**Parts of the exercise**
1. Summarize the post on taxi costs in China in two sentences.
2. Decide whether each statement below agrees with the post on taxi costs in China, answering yes or no and quoting the words of the post that settle it.
(a) In Guiyang, taxis cost 10 RMB at flag fall.
(b) In the United States, taxis outside New York City cruise the streets looking for fares.
(c) A taxi from Haidian district to Sanlitun costs about 50 RMB or more.
3. Continue the post on taxi costs in China from where it stops.

Reading the Lost Laowai blog, I enjoyed an early rant complaining about the status of public transportation back home (for the author) in Canada. According to his calculations, taxis in China are less than the cost of public transportation in Vancouver. This may well be true. I know that a taxi where I lived in Guiyang is less than the cost of a subway or bus ticket here in Atlanta. If three or four people share the taxi then the costs are definitely better (no more than 20 RMB versus 8 USD for four riders on the Atlanta subway).
This is, unfortunately, a faulty logic – and one we fall into all the time in China. Yes, the costs would be so much cheaper than their US equivalents – if we were still paid US salaries. For foreign expatriates in China paid in their home currencies at approximately (or greater) rates than they earned at home, then it is perfectly reasonable to comment about home much less expensive taxis in China are than other forms of transportation back home. But if you are paid 4000 RMB per month as an English teacher, think about how that translates into your home currency. Then think about how many taxi rides you can (really) afford. Suddenly, the cost of living seems reasonable if not actually quite high in China.
That all being said, I LOVE the taxis in China. The taxi system exists in nearly every town I have visited all the way down to fifth tier cities like Anshun in Guizhou. Unlike in the US where taxis outside of New York City are basically a call-on-demand type service, every Chinese city has taxis that cruise the streets looking for fares. This is amazingly convenient – and when one is traveling with a Western expectation for the cost of transportation will seem amazingly cheap. While costs have been rising, they are still reasonable in many places. In Anshun and Zunyi, taxis cost 5 RMB at flag fall. Guiyang was 10. Beijing and Shanghai are – predictably – more. All told, however, unless one is taking a taxi from Haidian district (the university area of Beijing) to Sanlitun (the old expat bar district on the eastern side of the old city) on a regular basis -which is about 50 RMB or more – then anywhere the taxis are quite affordable.

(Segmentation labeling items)
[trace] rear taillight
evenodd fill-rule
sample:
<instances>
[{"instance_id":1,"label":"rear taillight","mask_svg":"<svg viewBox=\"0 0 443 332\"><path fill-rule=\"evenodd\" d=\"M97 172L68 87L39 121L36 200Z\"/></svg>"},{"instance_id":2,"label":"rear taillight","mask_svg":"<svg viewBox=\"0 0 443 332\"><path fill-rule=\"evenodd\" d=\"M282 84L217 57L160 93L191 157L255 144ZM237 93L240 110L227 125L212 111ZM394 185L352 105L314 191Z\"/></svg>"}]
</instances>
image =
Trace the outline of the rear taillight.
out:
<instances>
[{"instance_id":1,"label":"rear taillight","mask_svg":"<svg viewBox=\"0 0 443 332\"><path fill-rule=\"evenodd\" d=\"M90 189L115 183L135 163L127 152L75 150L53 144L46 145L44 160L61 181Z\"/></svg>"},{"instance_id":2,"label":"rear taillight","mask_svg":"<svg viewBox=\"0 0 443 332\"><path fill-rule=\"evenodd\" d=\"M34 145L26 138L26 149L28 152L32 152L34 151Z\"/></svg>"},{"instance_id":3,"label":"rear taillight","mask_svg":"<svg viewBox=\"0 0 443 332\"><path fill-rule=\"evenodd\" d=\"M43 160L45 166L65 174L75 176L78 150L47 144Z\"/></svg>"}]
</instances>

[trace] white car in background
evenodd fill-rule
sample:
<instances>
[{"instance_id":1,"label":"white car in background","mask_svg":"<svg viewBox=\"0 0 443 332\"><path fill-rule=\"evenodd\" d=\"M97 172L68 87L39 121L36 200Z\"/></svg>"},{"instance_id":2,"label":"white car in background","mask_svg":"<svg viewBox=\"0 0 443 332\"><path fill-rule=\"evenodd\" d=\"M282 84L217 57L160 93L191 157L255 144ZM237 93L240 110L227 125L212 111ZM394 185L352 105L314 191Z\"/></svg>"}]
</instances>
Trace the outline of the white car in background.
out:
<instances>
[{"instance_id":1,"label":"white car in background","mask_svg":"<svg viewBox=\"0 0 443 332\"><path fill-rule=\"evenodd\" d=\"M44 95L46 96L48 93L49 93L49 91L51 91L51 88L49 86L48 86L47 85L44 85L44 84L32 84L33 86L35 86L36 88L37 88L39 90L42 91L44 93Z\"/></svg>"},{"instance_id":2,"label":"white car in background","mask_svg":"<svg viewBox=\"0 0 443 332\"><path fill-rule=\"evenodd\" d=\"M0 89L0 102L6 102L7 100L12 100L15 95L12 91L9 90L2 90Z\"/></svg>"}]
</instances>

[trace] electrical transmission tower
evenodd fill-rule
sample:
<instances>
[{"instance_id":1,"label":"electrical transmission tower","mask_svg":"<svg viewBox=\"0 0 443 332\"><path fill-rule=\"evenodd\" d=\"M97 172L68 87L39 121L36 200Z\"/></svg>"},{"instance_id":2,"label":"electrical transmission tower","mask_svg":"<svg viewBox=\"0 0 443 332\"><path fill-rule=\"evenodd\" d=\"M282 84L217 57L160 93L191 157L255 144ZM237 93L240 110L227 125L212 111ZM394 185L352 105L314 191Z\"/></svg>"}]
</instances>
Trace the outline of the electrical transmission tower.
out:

**Task-by-task outputs**
1. The post argues that taxis in China seem cheaper than public transportation in North America only to those paid home-country salaries, since on a local wage such as 4000 RMB per month the cost of living appears reasonable or even high. The author nevertheless loves Chinese taxis, which cruise the streets for fares in nearly every town visited, cost 5 to 10 RMB at flag fall in cities such as Anshun, Zunyi and Guiyang, and remain affordable almost everywhere.

2.
(a) Yes: "Guiyang was 10."
(b) No: "Unlike in the US where taxis outside of New York City are basically a call-on-demand type service"
(c) Yes: "which is about 50 RMB or more"

3.
There are a few issues one should be aware of, however, when deciding to use taxis in China:
1. Always get the name, address, and nearest intersection of wherever you are going written in Chinese characters. Except for the most popular destinations, places like Shanghai, Beijing, and Guangzhou are massive. Don’t expect a taxi driver to know every street address.
2. Don’t trust your ability to pronounce Chinese place names. The movie “Shanghai Kiss” included an amusing montage where the protagonist – a Chinese American who can’t speak Chinese – attempts to say “Jin Mao” – in reference to the Jin Mao building in Pudong where he is staying. The driver proceeds to take him all over Shanghai to every place which sounds like his mangled pronunciation of Jin Mao. I have been in this situation. It is much less funny when you are running late.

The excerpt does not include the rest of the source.